→ Estratto del documento:
┄┄┄┄┄┄

[rating=2] Il disturbo da personalità borderline è forse uno dei più indagati non solo in ambito clinico; rock star, dive, menti geniali, personalità di lettere, scienziati in ogni dove pare ne siano stati colpiti, a volte sul serio, a volte si è trattato di attribuzioni un pelino mitizzanti, il teatro da par suo non è mancato all’appello.

L’esperimento di Fabrizio Catarci al teatro Lo Spazio si presentava dunque con tutte le “devianti” premesse del caso, peccato però che la deviazione sia stata poi del tutto fuorviante. Premesso che uno studio un po’ più approfondito del disturbo borderline in sé non avrebbe guastato e probabilmente avrebbe dato i suoi frutti in ambito creativo, ma gli spettacoli multipli a loop non sono questo uovo di Colombo, senza contare che dopo Dignità autonome di prostituzione (leggi la recensione) chiunque si avvicini anche solo vagamente a questa struttura drammaturgica, deve essere sicuro almeno di eguagliare i predecessori e qui ahinoi il buon papy Melchionna più che eguagliato, c’è sembrato bellamente scopiazzato. Peccato sì, perché entrando nella sala buia illuminata solo da rade luci rossastre col vociare confuso dei vari attori sparpagliati in più punti della scena, sembrava quasi di essere nella scatola nera del cervello ottusamente caotico di un borderline immaginario. Invece no. Grappoli di spettatori potevano assistere a vari monologhi, tutti a livello di scrittura scenica senza infamia e senza lode,  tristemente carenti di originalità, una copia semplificata di DADP .

┄┄┄┄┄┄

→ Record forniti:
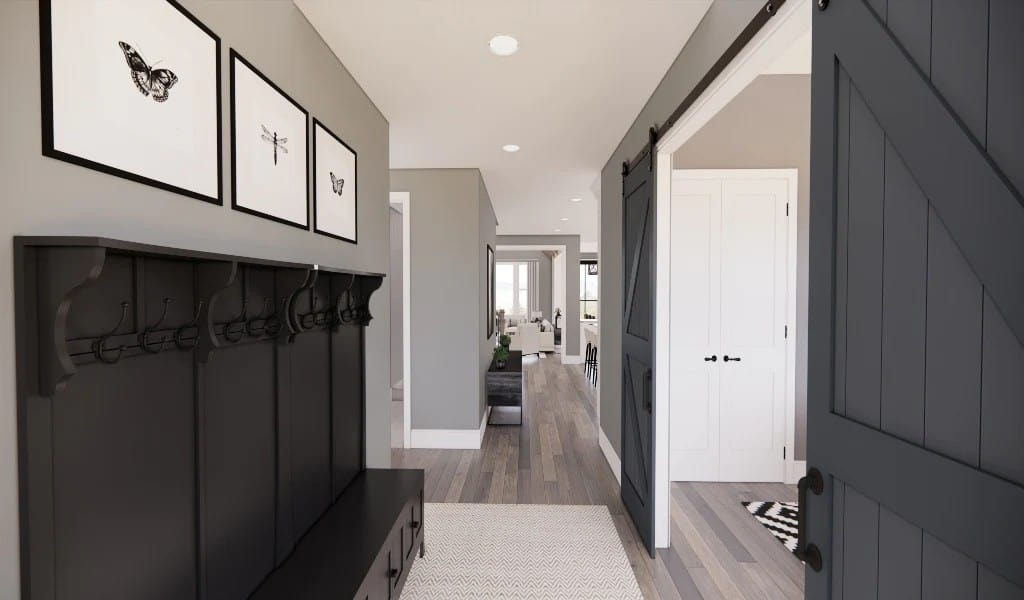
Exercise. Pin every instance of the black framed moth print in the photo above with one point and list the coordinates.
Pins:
(335, 198)
(132, 88)
(269, 141)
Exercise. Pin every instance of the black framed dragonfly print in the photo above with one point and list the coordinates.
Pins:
(269, 141)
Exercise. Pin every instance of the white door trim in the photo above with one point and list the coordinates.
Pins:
(401, 199)
(774, 39)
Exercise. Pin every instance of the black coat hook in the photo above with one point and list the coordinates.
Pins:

┄┄┄┄┄┄

→ Compiti:
1. Risponda alle seguenti domande sull'articolo dedicato allo spettacolo di Fabrizio Catarci.
(a) In quale teatro si è tenuto l'esperimento di Fabrizio Catarci?
(b) Da che cosa era illuminata la sala buia?
(c) Come viene giudicata la scrittura scenica dei monologhi?
2. Elenchi tutte le categorie di persone che, secondo l'articolo sullo spettacolo di Fabrizio Catarci, sarebbero state colpite dal disturbo borderline.
3. Scriva il seguito dell'articolo sullo spettacolo di Fabrizio Catarci, riprendendo subito dopo l'ultima frase riportata.
I record non hanno alcun ruolo in questo lavoro.

→ Risposte ai compiti:
1.
(a) Al teatro Lo Spazio.
(b) Da rade luci rossastre.
(c) Senza infamia e senza lode.

2.
- rock star
- dive
- menti geniali
- personalità di lettere
- scienziati

3.
Bravi tutti (quasi) gli attori, menzione speciale per il killer e la psicologa pazza, ma infine di tutto il carrozzone pseudo-psicotico che ha malamente reso una delle anomalie comportamentali più affascinanti dell’essere umano, non ci resta che questo amabile studio di “gestione e comprensione dell’affetto romantico”, che ci propina una superba attrice, la più genuinamente “di confine” fra lucidità e follia, dal viso assolutamente indimenticabile.